▶ 引用原文:
复杂海底各种地震波的射线追踪与运动学特征

doi:10.13278/j.cnki.jjuese.20190076

吉林大学学报(地球科学版) ›› 2019, Vol. 49 ›› Issue (4): 1169-1181.doi: 10.13278/j.cnki.jjuese.20190076

复杂海底各种地震波的射线追踪与运动学特征

孙章庆, 汪登科, 韩复兴

吉林大学地球探测科学与技术学院, 长春 130026

收稿日期:2019-04-08 出版日期:2019-07-26 发布日期:2019-07-26
通讯作者: 韩复兴(1981-),男,副教授,博士,主要从事地震波传播与成像、地球物理计算等方面的学习与研究,E-mail:hanfx@jlu.edu.cn E-mail:hanfx@jlu.edu.cn
作者简介:孙章庆(1982-),男,土家族,副教授,博士,主要从事地震资料处理与解释、地震波传播理论与成像、储层地球物理、计算地球物理、工程与灾害地球物理、岩石物理等方面的教学与研究,E-mail:sun_zhangq@jlu.edu.cn
基金资助:
国家自然科学基金项目（41404085）；吉林大学优秀青年教师培养计划项目（419080500337）；吉林油田集团公司项目（JS2018-W-32-JZ-10-20）

Ray Tracing and Kinematic Characteristics of Different Types of Seismic Waves in Complex Seabed

Sun Zhangqing, Wang Dengke, Han Fuxing

College of GeoExploration Science and Technology, Jilin University, Changchun 130026, China

Received:2019-04-08 Online:2019-07-26 Published:2019-07-26
Supported by:
Supported by National Science Foundation of China (41404085), Training Program for Excellent Young Teachers in Jilin University (419080500337) and Project of Jilin Oilfield Group Company (JS2018-W-32-JZ-10-20)

摘要/Abstract

摘要： 为了实现适应崎岖海底、大陡坡、海底火山等复杂海底地质条件且灵活、稳定、精度高的射线追踪方法，并基于该方法详细分析复杂海底条件下各种地震波型的运动学特征，综合多种算法的优势，实现了一种快速推进迎风插值射线追踪方法。首先，采用混合网格法剖分复杂海底地质模型；其次，通过融入迎风差分思想的线性插值策略来构建精度高、无条件稳定且灵活的局部走时和射线路径计算公式；然后，综合应用这些公式和多级次快速推进法，灵活计算整个模型各种类型地震波的走时，并基于逆向追踪方法计算射线路径；最后，对该方法进行了精度分析，发现其能够获得相对高的走时和射线路径计算精度，且反射波的计算精度远高于入射波。此外，计算实例分析显示，初至波中富含折射波和陡倾构造的反射波在很大偏移距还能被接收，崎岖海底各种波型传播路径复杂；基于此提出加大采集排列长度和采用直达波走时可提高复杂构造成像质量等复杂海底地震数据采集与处理方面的思考与建议。

▶ 展示信息:

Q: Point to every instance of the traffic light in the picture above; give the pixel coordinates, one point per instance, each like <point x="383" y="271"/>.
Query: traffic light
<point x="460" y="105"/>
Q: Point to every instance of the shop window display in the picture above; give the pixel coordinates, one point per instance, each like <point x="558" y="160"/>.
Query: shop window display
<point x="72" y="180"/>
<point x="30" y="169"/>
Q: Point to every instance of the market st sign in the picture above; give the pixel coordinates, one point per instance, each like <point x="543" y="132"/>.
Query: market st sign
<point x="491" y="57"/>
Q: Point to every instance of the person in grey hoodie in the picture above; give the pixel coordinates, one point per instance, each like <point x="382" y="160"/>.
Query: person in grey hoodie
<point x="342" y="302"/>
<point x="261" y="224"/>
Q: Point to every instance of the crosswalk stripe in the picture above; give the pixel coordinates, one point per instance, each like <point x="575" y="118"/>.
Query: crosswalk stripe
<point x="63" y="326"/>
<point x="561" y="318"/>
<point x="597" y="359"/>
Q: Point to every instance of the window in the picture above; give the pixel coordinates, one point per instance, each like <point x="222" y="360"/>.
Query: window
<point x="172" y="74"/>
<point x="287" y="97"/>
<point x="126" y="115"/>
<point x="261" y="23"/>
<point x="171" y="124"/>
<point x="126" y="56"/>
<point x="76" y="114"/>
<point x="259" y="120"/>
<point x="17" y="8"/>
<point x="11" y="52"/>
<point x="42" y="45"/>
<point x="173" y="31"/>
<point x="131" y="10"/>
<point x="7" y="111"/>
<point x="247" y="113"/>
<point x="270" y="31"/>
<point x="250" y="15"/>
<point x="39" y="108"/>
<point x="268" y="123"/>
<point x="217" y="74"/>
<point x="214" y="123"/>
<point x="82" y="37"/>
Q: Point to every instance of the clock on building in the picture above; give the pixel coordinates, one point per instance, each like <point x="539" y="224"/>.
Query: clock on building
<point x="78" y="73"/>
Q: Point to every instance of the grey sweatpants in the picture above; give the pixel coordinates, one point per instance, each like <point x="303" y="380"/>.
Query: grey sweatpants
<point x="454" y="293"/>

...

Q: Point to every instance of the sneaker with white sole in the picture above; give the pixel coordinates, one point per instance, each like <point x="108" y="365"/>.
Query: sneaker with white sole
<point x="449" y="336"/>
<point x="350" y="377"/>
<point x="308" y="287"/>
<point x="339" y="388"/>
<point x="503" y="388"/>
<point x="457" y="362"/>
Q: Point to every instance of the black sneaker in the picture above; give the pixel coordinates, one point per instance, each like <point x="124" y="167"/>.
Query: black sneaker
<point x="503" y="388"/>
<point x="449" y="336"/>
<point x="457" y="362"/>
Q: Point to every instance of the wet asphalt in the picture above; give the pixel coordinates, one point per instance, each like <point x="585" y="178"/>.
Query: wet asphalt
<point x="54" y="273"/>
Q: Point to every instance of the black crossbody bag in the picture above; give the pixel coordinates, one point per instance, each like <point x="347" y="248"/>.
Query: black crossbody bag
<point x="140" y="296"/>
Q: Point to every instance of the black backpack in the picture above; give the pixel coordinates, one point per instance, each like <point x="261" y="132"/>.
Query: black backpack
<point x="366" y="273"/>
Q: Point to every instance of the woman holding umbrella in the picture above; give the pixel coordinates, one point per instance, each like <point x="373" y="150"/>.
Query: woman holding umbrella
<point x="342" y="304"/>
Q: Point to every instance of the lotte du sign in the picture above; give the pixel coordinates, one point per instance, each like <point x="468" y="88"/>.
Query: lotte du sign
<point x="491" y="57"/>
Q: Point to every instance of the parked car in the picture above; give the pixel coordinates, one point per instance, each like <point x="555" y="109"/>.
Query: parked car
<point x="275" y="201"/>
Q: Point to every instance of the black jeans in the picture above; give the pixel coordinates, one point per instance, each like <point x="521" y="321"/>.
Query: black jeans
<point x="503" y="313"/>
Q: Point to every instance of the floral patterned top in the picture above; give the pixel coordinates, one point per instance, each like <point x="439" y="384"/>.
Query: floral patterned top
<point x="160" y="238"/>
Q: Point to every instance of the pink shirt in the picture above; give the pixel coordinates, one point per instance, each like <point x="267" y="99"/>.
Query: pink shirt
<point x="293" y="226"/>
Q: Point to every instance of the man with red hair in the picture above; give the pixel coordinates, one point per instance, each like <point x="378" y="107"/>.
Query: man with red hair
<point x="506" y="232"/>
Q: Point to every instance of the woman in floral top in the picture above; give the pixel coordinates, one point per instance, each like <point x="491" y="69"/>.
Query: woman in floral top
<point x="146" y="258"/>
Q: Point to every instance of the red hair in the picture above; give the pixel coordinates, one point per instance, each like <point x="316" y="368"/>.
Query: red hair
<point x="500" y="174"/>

...

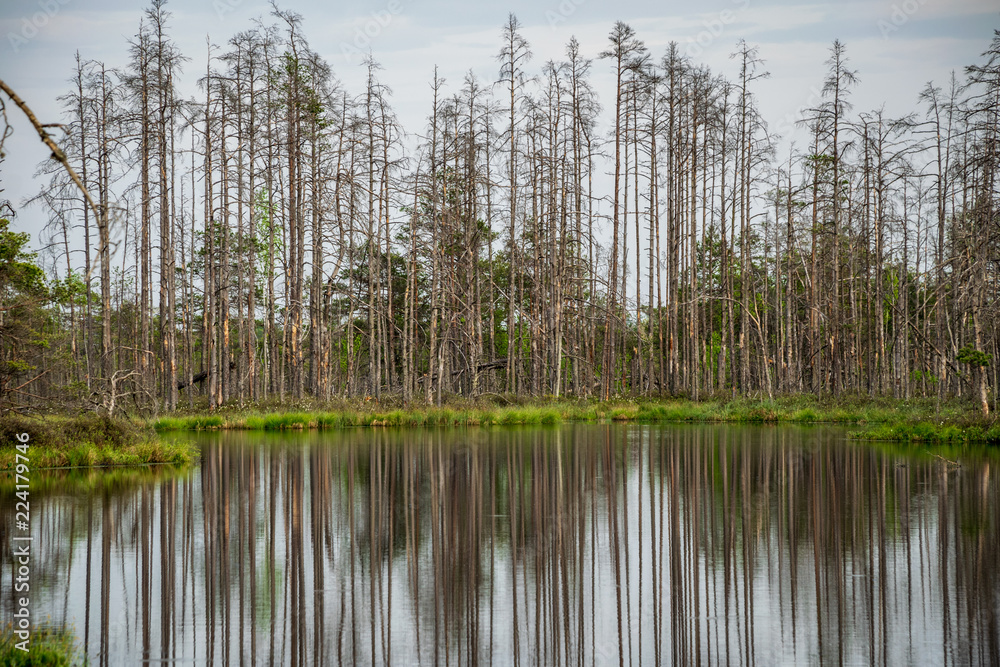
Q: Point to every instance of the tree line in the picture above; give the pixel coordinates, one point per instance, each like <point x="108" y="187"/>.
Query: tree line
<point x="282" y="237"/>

▶ 练习题目:
1. 请列出引用原文中提到的全部基金资助项目，并注明各自的项目编号。
2. 根据引用原文，剖分复杂海底地质模型时采用的是什么方法？

▶ 逐题答案:
1. 国家自然科学基金项目（41404085）；吉林大学优秀青年教师培养计划项目（419080500337）；吉林油田集团公司项目（JS2018-W-32-JZ-10-20）

2. 混合网格法。